* _PROVIDED PASSAGE_:
......
# Plugging in the 2014 Ariens 28 Deluxe 921030



## kellidotca (Dec 29, 2013)

So I just picked up my first snowblower yesterday and am stumped on why the casing around the plug is so small. I can't find an extension cord that will fit it anywhere.. and i've got serious girl spaghetti arms.. it's my preferred choice to start it since i'm in northern ontario and -20 is normal.

Anyone have any suggestions?


----------



## kellidotca (Dec 29, 2013)

another angle


----------



## Blue Hill (Mar 31, 2013)

Welcome Kelli
I have the same cord receptacle on my machine and encountered the same issue. You'll have to find a cord with an end that will fit, or just buy a cord end and cut off the female end from one your own cords and replace it. You can buy a fancy schmancy Ariens cord if you want as well, but I wouldn't. I'd likely swap out the female cord end. If you go that route, make sure you get the wires on the correct terminals. You'll have 3, green, white and black. Your terminals will be colour coded, green, brass and silver. Green wire on green, white on silver and black on the brass coloured one. You can likely find a YouTube video if you haven't tried this before.
......
* _ROWS_:
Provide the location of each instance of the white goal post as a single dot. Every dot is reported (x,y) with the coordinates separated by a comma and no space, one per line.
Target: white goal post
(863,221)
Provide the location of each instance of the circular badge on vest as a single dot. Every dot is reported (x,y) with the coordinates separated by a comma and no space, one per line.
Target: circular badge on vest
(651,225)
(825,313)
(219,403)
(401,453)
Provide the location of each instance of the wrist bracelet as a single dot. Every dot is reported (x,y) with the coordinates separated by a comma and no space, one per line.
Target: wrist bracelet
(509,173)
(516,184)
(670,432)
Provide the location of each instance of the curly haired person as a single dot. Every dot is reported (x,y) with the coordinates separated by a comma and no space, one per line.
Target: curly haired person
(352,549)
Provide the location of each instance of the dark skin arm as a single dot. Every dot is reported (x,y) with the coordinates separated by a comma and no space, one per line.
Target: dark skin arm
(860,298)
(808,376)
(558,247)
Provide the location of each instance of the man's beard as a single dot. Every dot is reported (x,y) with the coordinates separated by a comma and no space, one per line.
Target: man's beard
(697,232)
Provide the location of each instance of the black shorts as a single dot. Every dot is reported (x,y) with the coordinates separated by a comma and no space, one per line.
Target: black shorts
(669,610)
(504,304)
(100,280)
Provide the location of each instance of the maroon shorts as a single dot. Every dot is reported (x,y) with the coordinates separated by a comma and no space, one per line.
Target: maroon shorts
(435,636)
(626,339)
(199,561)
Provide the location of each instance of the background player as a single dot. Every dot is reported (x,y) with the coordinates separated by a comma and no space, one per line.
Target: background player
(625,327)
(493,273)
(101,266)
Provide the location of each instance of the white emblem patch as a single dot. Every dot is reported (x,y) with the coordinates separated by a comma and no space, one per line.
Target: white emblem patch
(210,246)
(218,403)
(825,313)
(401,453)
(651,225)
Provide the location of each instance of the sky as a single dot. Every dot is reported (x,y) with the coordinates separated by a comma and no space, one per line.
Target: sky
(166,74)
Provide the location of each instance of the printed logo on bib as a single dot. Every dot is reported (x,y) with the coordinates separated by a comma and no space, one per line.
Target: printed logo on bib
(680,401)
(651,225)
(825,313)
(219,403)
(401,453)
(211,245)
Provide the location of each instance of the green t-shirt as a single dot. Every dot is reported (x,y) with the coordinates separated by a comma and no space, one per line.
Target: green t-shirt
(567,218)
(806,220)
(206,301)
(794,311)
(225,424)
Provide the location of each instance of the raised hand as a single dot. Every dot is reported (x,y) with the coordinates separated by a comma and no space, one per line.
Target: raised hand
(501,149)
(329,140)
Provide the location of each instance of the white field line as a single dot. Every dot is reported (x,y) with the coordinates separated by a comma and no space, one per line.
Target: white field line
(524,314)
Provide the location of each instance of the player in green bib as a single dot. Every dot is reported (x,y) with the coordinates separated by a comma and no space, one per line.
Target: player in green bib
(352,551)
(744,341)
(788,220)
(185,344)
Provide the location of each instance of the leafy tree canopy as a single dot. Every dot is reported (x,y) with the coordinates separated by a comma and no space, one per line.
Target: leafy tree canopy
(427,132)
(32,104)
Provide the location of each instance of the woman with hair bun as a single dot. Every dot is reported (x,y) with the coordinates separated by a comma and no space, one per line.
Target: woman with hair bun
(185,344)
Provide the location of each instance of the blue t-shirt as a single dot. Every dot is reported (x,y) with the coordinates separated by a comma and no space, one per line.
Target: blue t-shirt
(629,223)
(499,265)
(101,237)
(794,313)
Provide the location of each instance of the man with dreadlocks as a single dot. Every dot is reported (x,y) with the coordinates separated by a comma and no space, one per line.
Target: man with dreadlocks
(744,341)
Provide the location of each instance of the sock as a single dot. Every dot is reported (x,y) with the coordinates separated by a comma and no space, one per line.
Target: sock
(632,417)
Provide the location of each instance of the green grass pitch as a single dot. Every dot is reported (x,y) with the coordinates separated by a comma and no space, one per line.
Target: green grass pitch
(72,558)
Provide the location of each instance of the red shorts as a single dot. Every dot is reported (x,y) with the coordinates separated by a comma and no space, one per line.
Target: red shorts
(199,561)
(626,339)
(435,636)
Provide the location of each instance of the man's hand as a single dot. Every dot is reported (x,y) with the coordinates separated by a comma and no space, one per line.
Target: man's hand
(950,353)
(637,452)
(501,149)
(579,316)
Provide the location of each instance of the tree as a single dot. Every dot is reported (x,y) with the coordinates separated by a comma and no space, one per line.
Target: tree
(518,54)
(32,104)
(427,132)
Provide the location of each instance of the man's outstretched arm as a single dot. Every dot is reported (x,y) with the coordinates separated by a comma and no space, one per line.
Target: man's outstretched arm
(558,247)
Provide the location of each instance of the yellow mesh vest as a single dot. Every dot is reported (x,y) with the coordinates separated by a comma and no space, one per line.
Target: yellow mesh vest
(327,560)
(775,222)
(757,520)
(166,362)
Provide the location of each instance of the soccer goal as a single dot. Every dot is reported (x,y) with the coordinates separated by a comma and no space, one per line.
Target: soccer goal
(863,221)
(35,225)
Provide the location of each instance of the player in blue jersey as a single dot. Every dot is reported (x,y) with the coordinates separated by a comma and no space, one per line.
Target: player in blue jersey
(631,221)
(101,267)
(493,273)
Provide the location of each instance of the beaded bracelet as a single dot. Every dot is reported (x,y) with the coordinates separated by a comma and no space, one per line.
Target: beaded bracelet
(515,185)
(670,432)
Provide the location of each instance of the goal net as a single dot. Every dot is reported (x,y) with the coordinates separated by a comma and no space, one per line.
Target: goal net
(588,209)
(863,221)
......
* _TASKS AND EXERCISES_:
**a)** Decide whether each statement agrees with the snowblower plug thread, answering yes or no and quoting the deciding words: (i) the white wire goes on the silver terminal; (ii) the first poster calls -20 normal where she lives; (iii) Blue Hill advises buying the Ariens cord.
**b)** Extend the snowblower plug thread from its last sentence.

* _RESPONSES_:
**a)**
(i) Yes: "Green wire on green, white on silver and black on the brass coloured one."
(ii) Yes: "i'm in northern ontario and -20 is normal."
(iii) No: "You can buy a fancy schmancy Ariens cord if you want as well, but I wouldn't."

**b)**
Good luck.
Larry


----------



## detdrbuzzard (Jan 20, 2012)

hello kellidotca, welcome to SBF!! my 826 toro is also a tight fit so i looked around the house for one of these


----------



## Tom99 (Nov 16, 2013)

It looks like the problem is the clearance to the right of the ground terminal. I would grind down the plug on your extension cord in that area. 

Tom


----------



## kellidotca (Dec 29, 2013)

Thanks for the welcome and suggestions  it seems strange to me that Ariens would make such a big mistake on a cold weather machine. If the plug doesn't fit a standard extension cord, you're doing it wrong. 

Hopefully I'll figure this out before the snow hits again!


----------



## Blue Hill (Mar 31, 2013)

It fits a lot of cords, just not the real heavy duty ones. If I was allowed to guess, I would say you might find that identical setup on lots of brands with electric start. Nobody except Honda and Yamaha actually make their own engines.


----------



## db9938 (Nov 17, 2013)

Welcome to SBF, and as someone else has mentioned, I'd looked at the clearance aisles for Christmas light extension cords, that have a smaller ground nub (little rubber protuberance on the plugs exterior) and either take some nippers, or if you have a bench grinder, slowly work the ground side down until it fits.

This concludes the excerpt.